◆ **Directions**: Each line of the data below that carries the word "instance" needs to be copied.

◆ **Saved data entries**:
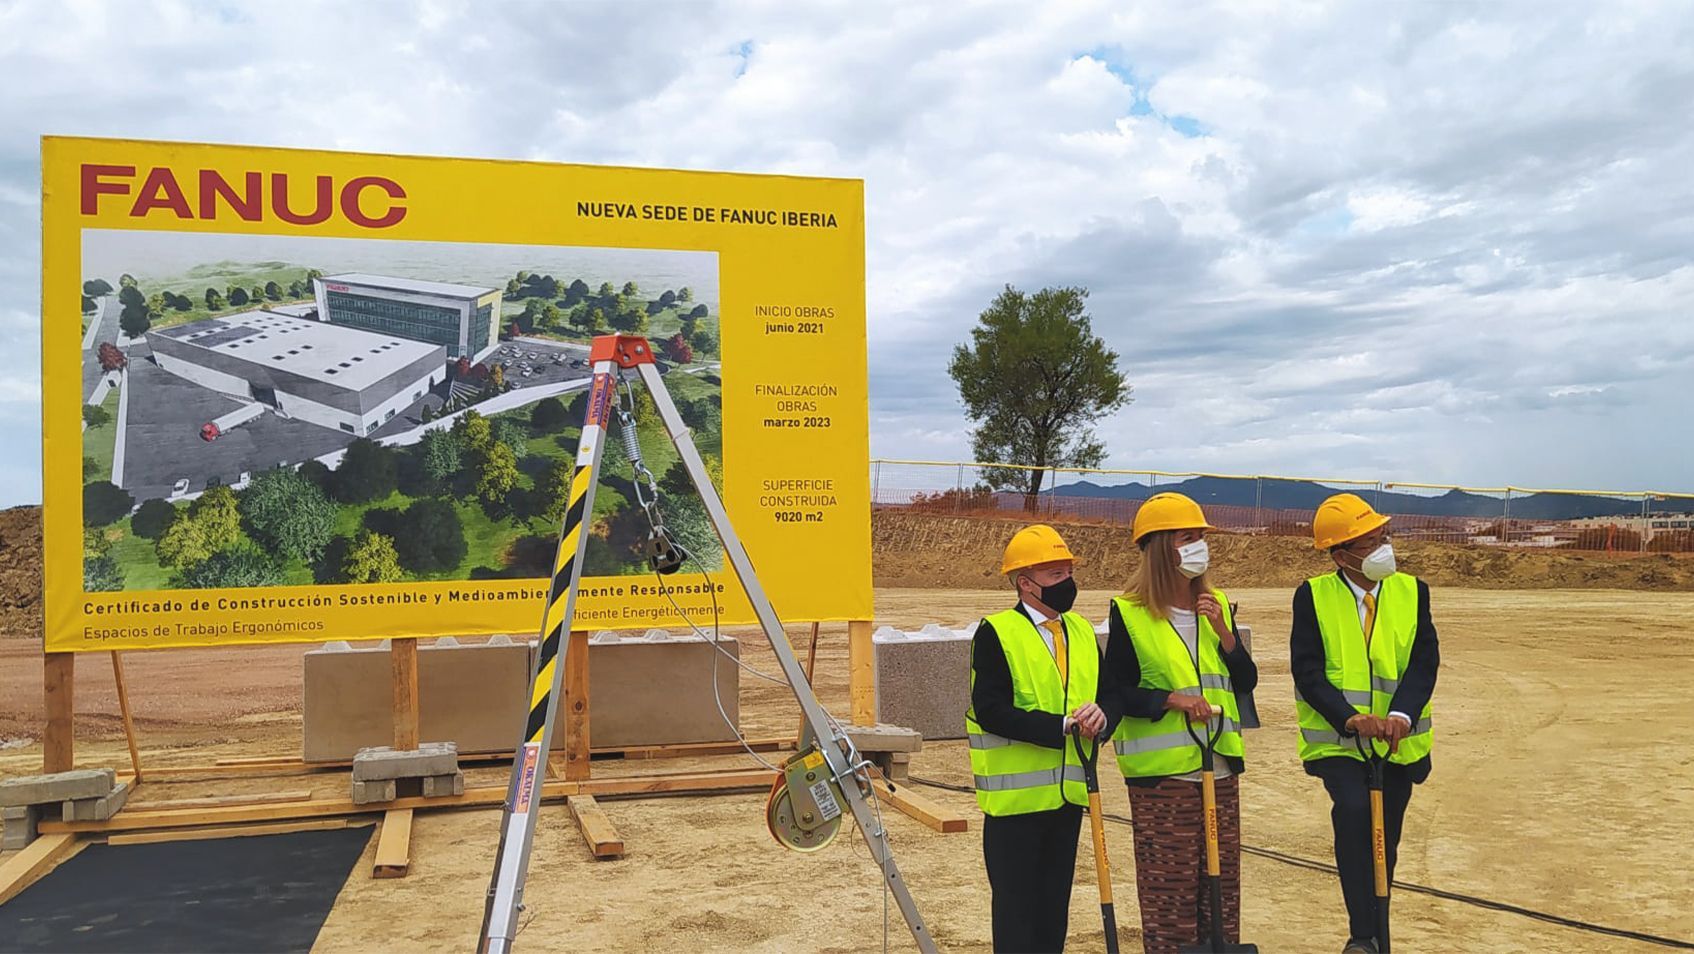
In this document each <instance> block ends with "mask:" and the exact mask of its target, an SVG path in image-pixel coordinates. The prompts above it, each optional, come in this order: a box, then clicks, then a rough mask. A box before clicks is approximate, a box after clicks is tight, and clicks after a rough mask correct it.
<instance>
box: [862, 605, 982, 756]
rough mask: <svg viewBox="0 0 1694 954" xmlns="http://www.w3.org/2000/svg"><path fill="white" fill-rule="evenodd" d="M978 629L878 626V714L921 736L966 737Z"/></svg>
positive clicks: (942, 738)
mask: <svg viewBox="0 0 1694 954" xmlns="http://www.w3.org/2000/svg"><path fill="white" fill-rule="evenodd" d="M974 630H976V627H964V629H952V630H949V629H944V627H935V630H932V632H923V630H918V632H898V630H891V629H886V627H884V629H883V630H877V632H876V634H872V635H871V647H872V651H874V652H876V718H877V722H883V724H891V725H905V727H910V729H915V730H916V732H918V734H920V735H922V737H923V739H964V713H966V710H967V708H971V635H972V632H974Z"/></svg>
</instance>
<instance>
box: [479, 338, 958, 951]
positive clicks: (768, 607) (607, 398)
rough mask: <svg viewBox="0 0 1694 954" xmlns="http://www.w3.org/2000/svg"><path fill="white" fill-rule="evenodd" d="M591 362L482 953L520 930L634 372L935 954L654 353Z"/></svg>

◆ **Result for this exercise**:
In this document each <instance> block ends with "mask:" and the exact mask of its target, an SVG path in image-pixel coordinates. The prompts above it, each optional, come in this order: a box, then clicks, then a rough mask. A box before clicks is approximate, a box after clicks is tight, and clicks after a rough mask correct it.
<instance>
</instance>
<instance>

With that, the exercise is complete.